═════ READING TEXT ═════

In Hungary, women won't pay tax if they have four or more children but this is dangerous

With a declining population, the prime minister Viktor Orban has declared fertility a matter of strategic importance for the country
Shoppers sit outside a cafe next to the Christmas market at Fashion street, in Budapest, Hungary, on Saturday, Dec. 5, 2015. Hungary GDP growth slowed less than forecast to 2.4% year on year in the third quarter. Photographer: Akos Stiller/Bloomberg

Last week, Prime Minister Viktor Orban announced that free in-vitro fertilisation, or IVF, will be available to Hungarian women from February 1 after taking six fertility clinics under state control.

It is one more in a package of economic incentives begun in 2015 to encourage women to have more babies. These include housing assistance, interest-free loans and mortgage loan reductions, as well as being exempt from income tax for life for those with four or more children.

Mr Orban has declared fertility a matter of strategic importance for the country. Hungary, like many other developed nations, has a declining population with the fertility rate at just 1.45 children per woman, well below the 2.1 needed to maintain a population.

Women's wombs are being politicised for the twin aims of economic prosperity and white supremacy

One solution is immigration but Mr Orban’s far-right nationalist ideology rejects this as a matter of existential threat to Hungary. “Immigration means surrender,” he has famously stated. What he wants are "Hungarian babies" and the answer is “procreation not immigration".

Free IVF would be a dream for many women, as would many of the incentives Mr Orban offers, especially when women around the world have been pushing for better support for mothers. However, women should not get overly excited by this announcement because they are designed to ensure that Hungary stays supposedly pure and keeps out immigrant blood. Women’s wombs are being politicised for the twin aims of economic prosperity and white supremacy.

There is a clear echo of the eugenics programmes instigated in Nazi Germany when women’s bodies were also used in the service of the state. During the 1920s, there had been significant progress for women in Weimar Germany – equal voting rights, an increase in women taking professional roles and independent leisure activities. However, women in the Nazi worldview were expected to stay at home, look after the family and produce children.

═════

◆ TASKS TO COMPLETE
a – In the article on Hungary's birth incentives, what fertility rate does the text say is needed to maintain a population?
b – Extract the passage of the article on Hungary's birth incentives starting at "Last week, Prime" and ending at "or more children.", copying it word for word.

═════ RECORDED INFORMATION ═════

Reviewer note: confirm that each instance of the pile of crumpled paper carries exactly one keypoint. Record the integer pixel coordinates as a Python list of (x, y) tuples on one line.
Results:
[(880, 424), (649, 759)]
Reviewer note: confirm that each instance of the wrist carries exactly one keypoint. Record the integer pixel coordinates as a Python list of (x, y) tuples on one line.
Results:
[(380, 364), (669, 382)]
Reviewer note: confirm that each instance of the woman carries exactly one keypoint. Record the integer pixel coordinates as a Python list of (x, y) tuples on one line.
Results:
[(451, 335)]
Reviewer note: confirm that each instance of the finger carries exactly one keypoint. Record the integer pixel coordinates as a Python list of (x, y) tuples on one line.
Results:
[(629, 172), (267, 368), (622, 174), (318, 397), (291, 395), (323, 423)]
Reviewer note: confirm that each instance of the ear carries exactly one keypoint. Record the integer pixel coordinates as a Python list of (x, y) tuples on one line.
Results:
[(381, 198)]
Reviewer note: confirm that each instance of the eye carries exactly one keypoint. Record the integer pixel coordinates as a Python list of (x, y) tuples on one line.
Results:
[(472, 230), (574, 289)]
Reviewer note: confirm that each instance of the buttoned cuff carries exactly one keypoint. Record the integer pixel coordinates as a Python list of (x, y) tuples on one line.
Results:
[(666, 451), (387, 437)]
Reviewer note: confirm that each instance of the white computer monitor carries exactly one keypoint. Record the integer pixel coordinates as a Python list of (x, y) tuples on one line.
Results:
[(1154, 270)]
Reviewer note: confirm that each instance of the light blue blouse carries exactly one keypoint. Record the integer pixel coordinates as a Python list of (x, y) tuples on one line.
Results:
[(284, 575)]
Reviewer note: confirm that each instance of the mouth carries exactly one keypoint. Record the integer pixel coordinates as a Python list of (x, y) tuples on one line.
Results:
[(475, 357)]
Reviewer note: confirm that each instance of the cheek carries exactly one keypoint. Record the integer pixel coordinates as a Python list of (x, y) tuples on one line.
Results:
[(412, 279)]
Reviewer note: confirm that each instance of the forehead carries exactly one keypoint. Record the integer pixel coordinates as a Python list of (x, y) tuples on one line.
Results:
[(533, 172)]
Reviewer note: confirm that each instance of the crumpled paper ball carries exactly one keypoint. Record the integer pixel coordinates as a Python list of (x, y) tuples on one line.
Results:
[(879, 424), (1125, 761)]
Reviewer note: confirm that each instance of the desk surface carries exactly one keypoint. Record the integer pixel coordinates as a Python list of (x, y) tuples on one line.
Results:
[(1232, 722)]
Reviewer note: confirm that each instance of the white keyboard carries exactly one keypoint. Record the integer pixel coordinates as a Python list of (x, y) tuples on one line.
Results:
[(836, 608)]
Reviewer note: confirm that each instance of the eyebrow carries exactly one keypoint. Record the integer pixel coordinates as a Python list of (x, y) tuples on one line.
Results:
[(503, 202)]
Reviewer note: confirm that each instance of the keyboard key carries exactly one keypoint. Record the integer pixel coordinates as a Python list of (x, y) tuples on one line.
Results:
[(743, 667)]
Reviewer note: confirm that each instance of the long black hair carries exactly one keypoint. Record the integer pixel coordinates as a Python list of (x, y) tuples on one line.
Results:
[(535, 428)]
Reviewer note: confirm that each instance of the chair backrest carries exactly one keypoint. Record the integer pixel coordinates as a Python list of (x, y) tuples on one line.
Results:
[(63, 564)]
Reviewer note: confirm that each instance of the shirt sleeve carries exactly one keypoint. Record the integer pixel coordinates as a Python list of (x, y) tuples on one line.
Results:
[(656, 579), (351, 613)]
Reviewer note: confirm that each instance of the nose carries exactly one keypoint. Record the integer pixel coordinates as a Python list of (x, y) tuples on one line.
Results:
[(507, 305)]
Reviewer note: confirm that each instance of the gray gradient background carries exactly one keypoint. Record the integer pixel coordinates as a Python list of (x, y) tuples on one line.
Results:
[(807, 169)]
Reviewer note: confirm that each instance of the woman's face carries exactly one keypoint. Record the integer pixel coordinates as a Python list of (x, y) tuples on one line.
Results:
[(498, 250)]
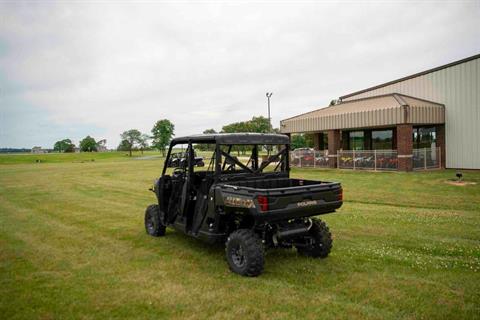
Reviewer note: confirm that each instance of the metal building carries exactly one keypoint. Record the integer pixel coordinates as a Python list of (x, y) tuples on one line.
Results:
[(439, 107)]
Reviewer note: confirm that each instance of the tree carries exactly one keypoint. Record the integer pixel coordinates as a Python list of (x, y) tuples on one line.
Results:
[(162, 133), (88, 144), (102, 145), (64, 145), (143, 142), (132, 137)]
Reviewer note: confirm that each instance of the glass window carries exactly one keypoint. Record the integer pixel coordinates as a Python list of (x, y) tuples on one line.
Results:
[(382, 140), (356, 141), (325, 141), (424, 137)]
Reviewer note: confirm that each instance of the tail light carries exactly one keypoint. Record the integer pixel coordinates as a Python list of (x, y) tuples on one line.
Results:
[(263, 202), (340, 195)]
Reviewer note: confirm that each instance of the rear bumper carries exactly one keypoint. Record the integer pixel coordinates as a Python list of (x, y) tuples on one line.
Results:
[(296, 212)]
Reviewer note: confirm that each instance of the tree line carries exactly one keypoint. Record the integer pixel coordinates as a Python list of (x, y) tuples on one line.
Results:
[(163, 131)]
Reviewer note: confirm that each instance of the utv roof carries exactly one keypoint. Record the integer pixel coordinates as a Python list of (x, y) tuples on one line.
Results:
[(235, 138)]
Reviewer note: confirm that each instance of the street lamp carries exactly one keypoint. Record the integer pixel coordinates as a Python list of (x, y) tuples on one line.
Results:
[(269, 94)]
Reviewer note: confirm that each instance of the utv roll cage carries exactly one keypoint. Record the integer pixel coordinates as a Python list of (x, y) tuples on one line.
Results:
[(228, 140)]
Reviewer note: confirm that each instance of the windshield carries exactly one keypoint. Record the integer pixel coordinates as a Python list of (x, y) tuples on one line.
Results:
[(255, 159)]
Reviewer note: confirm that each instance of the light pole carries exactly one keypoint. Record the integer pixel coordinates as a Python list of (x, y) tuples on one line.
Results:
[(269, 94)]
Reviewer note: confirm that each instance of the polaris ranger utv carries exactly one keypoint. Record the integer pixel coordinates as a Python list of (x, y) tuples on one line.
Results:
[(249, 203)]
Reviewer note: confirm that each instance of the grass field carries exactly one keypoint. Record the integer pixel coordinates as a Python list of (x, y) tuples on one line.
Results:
[(73, 245)]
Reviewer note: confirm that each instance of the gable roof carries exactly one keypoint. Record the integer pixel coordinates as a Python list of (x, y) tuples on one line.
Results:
[(477, 56), (378, 111)]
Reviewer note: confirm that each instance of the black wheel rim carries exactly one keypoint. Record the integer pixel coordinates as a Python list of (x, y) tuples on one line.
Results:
[(150, 223), (238, 256)]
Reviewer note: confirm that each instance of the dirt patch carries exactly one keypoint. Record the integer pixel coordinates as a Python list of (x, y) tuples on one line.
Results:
[(460, 183)]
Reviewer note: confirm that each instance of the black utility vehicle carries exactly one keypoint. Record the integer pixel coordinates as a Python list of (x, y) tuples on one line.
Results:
[(242, 198)]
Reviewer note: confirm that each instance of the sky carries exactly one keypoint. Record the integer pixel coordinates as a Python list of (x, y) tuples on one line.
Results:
[(71, 69)]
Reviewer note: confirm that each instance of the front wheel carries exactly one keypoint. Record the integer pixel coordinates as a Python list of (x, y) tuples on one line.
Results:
[(153, 221), (318, 243), (245, 253)]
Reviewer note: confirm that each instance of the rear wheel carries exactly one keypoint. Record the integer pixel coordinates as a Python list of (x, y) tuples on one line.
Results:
[(245, 253), (153, 221), (319, 241)]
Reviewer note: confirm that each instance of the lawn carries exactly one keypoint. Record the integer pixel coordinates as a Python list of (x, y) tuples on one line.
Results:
[(73, 245)]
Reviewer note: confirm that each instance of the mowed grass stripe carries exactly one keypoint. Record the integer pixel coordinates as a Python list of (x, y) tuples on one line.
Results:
[(73, 246)]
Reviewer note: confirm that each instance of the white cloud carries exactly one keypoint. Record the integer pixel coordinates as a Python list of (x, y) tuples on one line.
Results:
[(122, 66)]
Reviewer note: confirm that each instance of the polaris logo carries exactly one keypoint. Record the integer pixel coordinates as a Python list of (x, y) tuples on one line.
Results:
[(307, 203)]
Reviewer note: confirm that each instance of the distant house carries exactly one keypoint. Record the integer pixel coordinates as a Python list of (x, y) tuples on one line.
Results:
[(39, 150)]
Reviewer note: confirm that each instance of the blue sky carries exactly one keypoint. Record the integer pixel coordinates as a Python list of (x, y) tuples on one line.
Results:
[(71, 69)]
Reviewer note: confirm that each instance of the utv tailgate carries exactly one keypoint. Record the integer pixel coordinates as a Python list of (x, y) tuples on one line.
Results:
[(308, 198)]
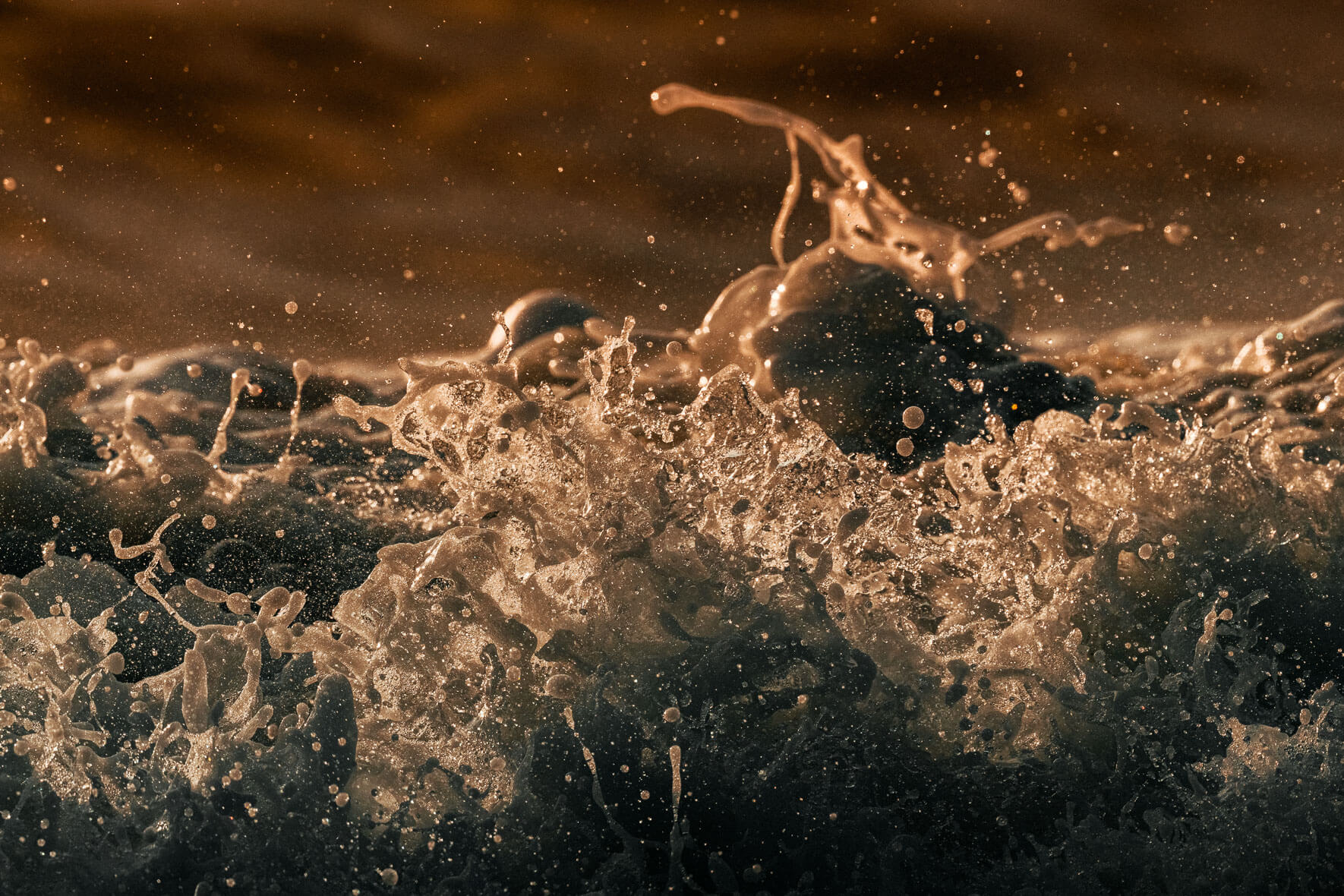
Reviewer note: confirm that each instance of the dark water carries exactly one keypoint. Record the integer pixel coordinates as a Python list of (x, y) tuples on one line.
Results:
[(846, 592), (181, 169)]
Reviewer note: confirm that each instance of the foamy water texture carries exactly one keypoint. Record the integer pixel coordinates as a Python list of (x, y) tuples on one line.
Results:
[(839, 593)]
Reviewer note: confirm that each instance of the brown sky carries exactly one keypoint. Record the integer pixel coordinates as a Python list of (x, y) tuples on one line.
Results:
[(181, 169)]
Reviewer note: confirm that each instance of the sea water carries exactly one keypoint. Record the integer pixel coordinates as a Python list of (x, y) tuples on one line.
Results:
[(841, 592)]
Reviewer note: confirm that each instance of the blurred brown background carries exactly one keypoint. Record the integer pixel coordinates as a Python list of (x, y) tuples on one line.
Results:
[(174, 169)]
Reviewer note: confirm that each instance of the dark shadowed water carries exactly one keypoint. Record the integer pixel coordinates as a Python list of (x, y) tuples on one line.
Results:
[(843, 587)]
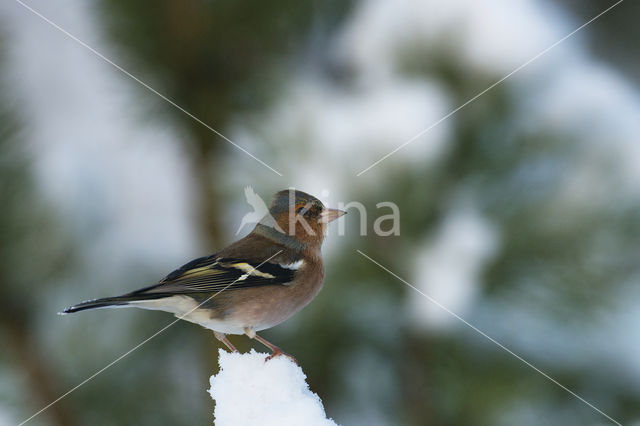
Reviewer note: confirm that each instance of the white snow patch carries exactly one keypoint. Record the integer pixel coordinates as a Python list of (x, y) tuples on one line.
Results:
[(249, 391), (448, 268)]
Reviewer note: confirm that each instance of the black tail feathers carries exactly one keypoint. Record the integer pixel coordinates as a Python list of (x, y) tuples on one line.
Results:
[(96, 303), (108, 302)]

═════

◆ TASK-BY-TASK ANSWERS
a – 2.1 children per woman

b –
Last week, Prime Minister Viktor Orban announced that free in-vitro fertilisation, or IVF, will be available to Hungarian women from February 1 after taking six fertility clinics under state control.

It is one more in a package of economic incentives begun in 2015 to encourage women to have more babies. These include housing assistance, interest-free loans and mortgage loan reductions, as well as being exempt from income tax for life for those with four or more children.